Le rejet de la politique du «zéro Covid» en Chine a fourni, pour la première fois depuis des décennies, un thème national de protestation à la population contre des contraintes qui sont imposées brutalement et qui paraissent devoir toujours se renouveler. Certaines manifestations commençaient même à conspuer le régime, voire Xi Jinping lui-même. En face, le pouvoir, tout autoritaire qu'il soit, a dû reculer. Malgré le risque d'une explosion de l'épidémie dans un pays vieillissant au système de santé encore primitif, il a donné, cette semaine, des signes prudents d'un allègement des interdictions liées au Covid et d'un plus grand recours à la vaccination en ciblant les plus âgés.

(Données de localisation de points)

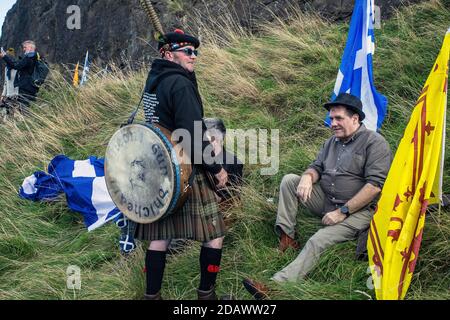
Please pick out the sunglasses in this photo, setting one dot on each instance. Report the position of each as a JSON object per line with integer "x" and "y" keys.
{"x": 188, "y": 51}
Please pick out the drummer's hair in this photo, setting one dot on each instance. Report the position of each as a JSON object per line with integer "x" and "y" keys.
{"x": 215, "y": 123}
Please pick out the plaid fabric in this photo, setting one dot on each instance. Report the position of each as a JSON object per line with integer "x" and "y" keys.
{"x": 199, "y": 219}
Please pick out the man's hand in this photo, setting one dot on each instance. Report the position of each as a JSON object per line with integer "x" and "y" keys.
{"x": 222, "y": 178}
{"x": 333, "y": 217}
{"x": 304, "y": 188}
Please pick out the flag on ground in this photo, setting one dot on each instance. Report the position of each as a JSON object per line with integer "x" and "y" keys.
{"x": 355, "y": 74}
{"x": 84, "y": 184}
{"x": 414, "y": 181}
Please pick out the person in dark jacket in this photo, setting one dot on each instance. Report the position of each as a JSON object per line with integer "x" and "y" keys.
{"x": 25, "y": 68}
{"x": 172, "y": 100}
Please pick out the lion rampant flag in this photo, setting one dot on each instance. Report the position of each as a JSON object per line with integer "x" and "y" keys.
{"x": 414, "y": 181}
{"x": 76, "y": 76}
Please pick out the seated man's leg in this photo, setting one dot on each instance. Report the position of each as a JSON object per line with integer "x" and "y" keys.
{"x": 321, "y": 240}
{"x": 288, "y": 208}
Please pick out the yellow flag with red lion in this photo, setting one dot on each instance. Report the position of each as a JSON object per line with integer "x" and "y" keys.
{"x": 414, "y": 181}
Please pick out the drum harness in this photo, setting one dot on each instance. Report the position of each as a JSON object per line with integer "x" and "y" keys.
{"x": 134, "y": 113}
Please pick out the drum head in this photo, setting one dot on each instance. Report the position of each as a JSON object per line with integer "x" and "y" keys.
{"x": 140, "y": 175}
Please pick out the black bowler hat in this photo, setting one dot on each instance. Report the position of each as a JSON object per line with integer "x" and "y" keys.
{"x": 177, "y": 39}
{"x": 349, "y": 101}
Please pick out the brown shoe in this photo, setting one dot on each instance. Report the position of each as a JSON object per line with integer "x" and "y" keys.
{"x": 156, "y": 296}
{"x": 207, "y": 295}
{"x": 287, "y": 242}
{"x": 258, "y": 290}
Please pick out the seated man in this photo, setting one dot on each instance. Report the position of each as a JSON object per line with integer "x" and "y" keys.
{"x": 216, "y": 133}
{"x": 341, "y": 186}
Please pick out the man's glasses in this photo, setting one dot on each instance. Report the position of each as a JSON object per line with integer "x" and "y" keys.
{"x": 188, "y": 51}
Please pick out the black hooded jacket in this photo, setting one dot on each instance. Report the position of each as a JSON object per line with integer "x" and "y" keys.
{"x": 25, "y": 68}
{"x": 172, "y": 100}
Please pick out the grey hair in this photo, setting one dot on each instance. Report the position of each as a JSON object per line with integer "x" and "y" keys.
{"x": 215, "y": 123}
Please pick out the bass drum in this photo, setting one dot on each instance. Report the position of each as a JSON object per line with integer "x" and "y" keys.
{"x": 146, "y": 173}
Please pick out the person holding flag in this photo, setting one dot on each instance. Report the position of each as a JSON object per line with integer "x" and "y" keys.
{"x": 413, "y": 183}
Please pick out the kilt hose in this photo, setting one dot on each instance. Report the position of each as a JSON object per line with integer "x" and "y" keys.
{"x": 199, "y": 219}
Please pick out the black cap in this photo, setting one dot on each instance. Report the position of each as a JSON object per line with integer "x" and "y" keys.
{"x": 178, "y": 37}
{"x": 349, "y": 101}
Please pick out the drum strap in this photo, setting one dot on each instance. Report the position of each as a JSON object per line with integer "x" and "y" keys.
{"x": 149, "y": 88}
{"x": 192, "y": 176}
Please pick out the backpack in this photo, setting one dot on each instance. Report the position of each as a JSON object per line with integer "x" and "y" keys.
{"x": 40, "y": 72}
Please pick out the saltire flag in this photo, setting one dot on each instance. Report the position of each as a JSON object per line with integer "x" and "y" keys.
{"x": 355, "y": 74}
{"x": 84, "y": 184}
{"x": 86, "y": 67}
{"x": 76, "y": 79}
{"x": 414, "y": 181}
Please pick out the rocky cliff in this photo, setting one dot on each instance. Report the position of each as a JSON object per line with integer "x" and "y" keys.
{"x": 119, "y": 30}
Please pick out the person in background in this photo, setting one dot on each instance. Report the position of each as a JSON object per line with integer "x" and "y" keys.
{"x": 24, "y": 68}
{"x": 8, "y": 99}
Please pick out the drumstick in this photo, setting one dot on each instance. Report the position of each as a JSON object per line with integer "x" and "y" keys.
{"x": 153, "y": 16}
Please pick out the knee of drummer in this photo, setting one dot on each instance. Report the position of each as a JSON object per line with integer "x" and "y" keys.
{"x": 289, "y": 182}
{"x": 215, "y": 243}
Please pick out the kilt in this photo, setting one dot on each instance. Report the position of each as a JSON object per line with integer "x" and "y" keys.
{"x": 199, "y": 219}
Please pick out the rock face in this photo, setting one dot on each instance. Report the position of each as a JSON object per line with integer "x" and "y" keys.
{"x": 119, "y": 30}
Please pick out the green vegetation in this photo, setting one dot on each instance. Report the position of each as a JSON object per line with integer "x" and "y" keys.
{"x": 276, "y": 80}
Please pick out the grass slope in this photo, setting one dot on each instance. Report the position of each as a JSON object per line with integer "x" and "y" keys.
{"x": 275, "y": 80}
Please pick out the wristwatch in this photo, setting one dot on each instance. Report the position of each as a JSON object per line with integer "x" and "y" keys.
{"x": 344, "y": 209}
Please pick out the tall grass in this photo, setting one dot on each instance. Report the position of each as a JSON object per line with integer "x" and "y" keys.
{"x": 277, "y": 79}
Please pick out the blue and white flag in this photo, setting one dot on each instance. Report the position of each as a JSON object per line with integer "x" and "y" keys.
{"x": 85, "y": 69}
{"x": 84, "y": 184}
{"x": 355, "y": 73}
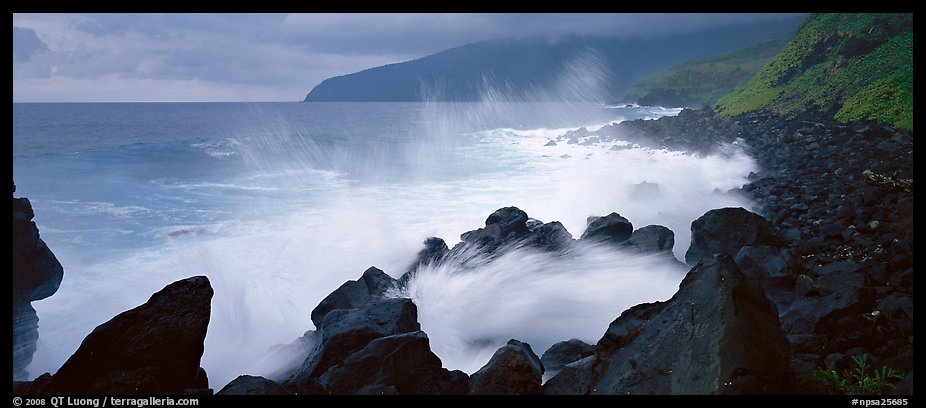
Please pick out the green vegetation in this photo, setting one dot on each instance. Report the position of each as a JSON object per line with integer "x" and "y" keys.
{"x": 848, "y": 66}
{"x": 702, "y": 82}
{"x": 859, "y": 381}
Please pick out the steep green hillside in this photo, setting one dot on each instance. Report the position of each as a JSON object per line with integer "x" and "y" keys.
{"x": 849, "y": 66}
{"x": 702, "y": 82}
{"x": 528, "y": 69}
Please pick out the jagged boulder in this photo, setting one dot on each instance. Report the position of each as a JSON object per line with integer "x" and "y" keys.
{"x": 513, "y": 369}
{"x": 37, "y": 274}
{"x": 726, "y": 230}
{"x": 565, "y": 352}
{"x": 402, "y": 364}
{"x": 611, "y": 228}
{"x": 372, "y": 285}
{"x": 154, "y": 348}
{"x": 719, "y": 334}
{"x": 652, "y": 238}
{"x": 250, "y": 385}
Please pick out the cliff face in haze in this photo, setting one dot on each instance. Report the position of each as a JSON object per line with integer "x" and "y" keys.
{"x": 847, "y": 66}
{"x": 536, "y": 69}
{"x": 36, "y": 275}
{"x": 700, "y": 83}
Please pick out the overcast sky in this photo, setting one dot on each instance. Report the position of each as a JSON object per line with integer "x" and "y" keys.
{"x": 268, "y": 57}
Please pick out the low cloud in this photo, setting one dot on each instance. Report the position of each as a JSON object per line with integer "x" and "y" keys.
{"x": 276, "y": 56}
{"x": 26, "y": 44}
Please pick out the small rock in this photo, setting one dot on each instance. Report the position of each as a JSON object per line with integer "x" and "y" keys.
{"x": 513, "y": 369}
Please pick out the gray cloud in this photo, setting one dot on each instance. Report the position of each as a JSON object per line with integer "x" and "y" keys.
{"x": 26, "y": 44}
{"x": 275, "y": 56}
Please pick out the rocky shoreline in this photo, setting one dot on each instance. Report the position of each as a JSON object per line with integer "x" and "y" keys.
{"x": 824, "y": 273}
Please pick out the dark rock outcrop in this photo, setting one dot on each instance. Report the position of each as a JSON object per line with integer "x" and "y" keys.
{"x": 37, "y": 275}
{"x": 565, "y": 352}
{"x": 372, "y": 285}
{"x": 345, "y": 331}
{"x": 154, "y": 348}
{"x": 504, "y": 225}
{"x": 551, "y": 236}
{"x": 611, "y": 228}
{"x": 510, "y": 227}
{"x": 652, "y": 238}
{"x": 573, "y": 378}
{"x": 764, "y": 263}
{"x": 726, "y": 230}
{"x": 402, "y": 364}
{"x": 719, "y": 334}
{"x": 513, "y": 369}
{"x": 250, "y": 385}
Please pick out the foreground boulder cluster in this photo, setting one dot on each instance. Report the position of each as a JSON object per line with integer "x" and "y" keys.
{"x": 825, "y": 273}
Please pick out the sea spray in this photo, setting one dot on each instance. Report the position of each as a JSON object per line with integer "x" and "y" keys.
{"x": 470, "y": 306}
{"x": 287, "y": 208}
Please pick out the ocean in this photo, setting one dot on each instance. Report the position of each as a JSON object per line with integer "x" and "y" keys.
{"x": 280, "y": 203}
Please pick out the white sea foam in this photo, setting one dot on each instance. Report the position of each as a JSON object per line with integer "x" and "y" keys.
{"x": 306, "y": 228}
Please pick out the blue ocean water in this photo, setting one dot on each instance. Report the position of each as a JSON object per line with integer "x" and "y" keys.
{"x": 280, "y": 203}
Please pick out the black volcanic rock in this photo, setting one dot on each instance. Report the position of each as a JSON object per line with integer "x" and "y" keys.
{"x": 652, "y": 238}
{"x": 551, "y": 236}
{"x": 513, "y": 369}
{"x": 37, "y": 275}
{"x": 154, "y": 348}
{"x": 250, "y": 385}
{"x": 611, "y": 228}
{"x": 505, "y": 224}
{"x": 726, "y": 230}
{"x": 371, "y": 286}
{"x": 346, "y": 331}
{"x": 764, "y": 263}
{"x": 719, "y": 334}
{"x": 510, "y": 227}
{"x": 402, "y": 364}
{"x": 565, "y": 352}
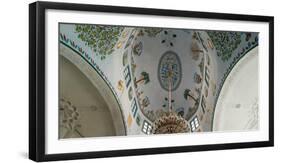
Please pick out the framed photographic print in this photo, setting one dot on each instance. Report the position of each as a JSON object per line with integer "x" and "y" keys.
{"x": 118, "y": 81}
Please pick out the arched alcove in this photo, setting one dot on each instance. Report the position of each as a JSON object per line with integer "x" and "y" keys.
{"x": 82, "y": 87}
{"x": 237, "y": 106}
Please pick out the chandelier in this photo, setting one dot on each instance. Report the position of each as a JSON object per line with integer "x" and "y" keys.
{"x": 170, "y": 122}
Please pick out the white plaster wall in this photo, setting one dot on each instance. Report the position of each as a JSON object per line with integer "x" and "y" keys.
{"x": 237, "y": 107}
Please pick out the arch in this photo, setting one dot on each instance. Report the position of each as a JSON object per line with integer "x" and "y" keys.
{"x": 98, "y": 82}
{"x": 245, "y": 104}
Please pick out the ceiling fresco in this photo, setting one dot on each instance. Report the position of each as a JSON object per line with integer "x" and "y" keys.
---
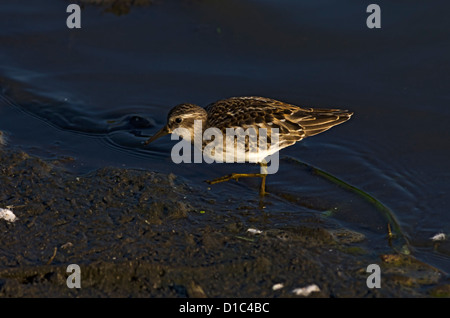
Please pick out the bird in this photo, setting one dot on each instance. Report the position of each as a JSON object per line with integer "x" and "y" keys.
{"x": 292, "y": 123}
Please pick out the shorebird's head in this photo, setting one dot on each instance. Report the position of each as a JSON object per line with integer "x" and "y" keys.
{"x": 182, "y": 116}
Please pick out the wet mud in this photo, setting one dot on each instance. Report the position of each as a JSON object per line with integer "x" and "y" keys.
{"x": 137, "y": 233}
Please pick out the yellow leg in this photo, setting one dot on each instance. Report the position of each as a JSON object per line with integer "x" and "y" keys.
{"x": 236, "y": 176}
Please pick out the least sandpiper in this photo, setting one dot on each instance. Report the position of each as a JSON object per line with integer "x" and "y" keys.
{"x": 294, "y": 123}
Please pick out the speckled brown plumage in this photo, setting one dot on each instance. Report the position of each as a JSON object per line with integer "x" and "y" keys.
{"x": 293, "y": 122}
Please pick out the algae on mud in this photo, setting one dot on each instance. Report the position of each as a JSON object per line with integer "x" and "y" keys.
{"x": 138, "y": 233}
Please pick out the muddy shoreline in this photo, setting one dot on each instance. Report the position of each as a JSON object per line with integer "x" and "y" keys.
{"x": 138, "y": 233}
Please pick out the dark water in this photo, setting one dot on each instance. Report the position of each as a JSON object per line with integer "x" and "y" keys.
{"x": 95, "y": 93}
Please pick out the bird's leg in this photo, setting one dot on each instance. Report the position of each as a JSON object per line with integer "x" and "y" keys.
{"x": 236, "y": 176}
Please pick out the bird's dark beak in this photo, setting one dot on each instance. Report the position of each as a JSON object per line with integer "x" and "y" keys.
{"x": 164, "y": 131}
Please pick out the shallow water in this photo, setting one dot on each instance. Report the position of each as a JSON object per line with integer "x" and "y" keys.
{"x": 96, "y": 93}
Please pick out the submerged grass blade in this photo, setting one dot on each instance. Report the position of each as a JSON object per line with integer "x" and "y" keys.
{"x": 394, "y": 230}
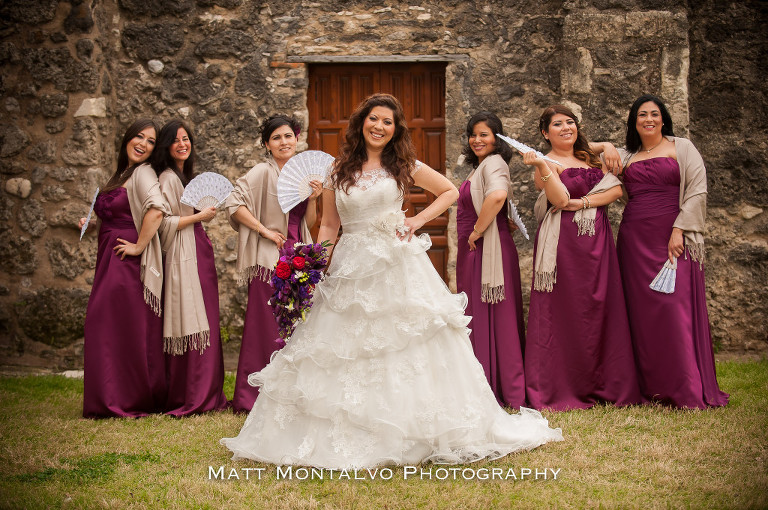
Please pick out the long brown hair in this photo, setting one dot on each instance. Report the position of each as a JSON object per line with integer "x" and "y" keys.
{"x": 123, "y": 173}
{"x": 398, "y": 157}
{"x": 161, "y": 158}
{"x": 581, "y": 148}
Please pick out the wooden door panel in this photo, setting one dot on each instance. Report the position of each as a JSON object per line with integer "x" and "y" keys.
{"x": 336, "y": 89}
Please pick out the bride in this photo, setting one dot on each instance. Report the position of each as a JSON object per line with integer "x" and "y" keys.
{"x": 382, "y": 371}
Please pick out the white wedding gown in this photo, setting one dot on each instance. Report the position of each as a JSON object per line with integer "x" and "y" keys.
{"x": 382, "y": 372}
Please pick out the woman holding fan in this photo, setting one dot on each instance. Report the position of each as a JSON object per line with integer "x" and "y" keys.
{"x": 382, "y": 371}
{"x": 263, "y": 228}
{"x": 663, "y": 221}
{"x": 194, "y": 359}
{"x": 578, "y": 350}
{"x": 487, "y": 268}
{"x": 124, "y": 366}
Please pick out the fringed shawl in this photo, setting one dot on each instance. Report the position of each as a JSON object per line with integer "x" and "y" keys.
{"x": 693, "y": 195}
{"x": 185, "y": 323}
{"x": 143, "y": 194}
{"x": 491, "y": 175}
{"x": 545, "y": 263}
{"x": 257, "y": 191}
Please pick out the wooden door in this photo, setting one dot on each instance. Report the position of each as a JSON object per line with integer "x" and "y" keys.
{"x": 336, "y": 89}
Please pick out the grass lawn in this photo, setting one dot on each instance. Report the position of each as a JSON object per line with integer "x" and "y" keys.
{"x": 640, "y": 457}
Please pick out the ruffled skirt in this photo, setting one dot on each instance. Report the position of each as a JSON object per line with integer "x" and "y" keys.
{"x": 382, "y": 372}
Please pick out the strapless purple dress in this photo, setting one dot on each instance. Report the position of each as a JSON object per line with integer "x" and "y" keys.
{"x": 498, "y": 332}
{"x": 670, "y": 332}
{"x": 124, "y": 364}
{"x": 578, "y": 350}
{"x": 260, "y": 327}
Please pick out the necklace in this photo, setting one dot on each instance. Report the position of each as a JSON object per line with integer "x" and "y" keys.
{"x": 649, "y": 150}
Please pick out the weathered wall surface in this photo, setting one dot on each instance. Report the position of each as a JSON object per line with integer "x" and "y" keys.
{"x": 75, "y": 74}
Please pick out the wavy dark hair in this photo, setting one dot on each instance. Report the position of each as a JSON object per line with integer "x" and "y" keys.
--
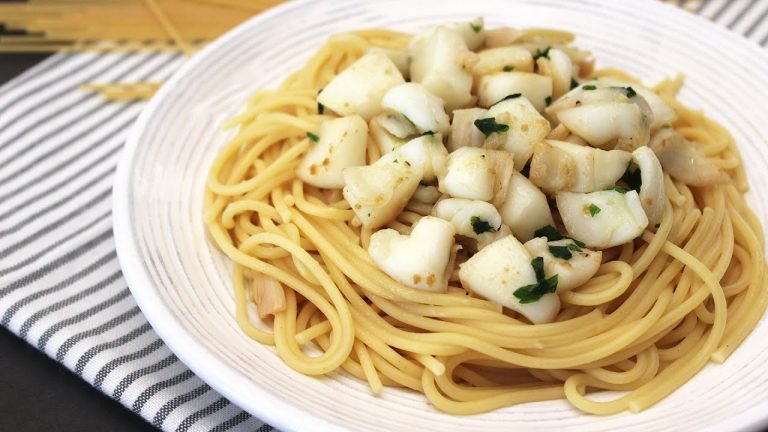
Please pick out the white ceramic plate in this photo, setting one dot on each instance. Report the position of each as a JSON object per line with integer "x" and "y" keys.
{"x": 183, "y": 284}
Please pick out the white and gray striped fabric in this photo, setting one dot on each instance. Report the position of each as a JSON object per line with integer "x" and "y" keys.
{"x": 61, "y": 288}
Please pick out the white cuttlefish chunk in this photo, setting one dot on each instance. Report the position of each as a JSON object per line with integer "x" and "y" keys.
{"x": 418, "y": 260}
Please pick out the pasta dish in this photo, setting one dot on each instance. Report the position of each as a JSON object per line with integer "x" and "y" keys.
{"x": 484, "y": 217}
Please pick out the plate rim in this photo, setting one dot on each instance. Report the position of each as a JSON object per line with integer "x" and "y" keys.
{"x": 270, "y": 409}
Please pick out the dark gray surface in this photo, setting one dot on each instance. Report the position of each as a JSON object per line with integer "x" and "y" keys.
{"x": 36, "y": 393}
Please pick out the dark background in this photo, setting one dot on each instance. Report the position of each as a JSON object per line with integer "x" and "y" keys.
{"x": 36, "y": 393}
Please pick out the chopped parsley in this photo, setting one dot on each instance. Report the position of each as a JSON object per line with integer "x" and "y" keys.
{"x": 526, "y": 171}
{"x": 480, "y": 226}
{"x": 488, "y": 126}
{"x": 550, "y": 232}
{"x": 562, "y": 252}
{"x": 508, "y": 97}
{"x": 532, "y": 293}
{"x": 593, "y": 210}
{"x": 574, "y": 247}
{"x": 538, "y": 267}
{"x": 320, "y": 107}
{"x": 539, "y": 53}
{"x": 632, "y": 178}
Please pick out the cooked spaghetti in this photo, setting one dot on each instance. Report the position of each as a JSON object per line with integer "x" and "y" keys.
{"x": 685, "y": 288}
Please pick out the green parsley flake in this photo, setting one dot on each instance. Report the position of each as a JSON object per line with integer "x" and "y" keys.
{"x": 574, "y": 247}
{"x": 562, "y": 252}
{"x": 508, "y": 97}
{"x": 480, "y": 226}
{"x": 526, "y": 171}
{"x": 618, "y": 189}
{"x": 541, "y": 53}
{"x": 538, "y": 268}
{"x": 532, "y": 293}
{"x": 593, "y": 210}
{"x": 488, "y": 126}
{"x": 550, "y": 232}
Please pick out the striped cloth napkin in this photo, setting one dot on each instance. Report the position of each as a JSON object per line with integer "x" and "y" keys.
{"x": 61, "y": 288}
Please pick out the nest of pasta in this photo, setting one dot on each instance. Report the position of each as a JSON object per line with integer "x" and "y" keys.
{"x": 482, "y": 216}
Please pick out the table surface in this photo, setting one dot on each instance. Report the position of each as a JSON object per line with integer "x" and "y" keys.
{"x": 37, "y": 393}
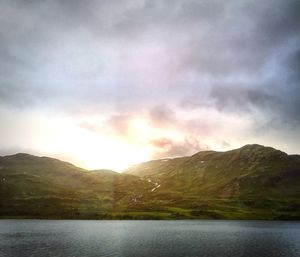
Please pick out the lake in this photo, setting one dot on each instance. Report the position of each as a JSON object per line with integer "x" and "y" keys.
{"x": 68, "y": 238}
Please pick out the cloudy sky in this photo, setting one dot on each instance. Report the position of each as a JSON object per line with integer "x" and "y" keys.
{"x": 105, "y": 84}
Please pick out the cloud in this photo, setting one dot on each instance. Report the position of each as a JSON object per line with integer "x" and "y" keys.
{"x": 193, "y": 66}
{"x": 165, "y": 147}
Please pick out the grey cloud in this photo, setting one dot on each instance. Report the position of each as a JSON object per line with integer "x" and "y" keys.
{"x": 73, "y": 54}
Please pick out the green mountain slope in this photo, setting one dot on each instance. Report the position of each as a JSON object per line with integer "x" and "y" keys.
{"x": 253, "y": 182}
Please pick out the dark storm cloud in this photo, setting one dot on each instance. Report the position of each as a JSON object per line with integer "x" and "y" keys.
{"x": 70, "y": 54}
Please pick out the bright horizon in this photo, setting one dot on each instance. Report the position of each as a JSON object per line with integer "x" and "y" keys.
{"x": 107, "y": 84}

» Consigne
Prolongez, s'il vous plaît, l'extrait sur l'abandon du «zéro Covid» en Chine en reprenant juste après sa dernière phrase. Ces lignes n'ont aucun rôle dans ce travail.

» Réponse au problème
Cette révolte inorganisée et spontanée n'a jamais menacé un pouvoir qui a les moyens de la répression. Alors pourquoi ce recul ? Xi Jinping a sans doute conclu qu'elle accroissait dangereusement le climat morose qui est déjà celui de «l'autre superpuissance». Un argument du régime pour justifier son autoritarisme a toujours été la prospérité qu'il garantissait. La Chine, qui comprend encore des zones d'une grande pauvreté, a besoin d'une vive croissance pour répondre à des besoins toujours pressants. Voilà que celle-ci ralentit, loin des taux du passé. Pour la première fois en quarante ans, elle est moins rapide que la moyenne asiatique. Elle est plombée par une crise de l'immobilier où l'on a trop construit, où l'on s'est trop endetté. Des quartiers fantômes sont rasés sans avoir été habités.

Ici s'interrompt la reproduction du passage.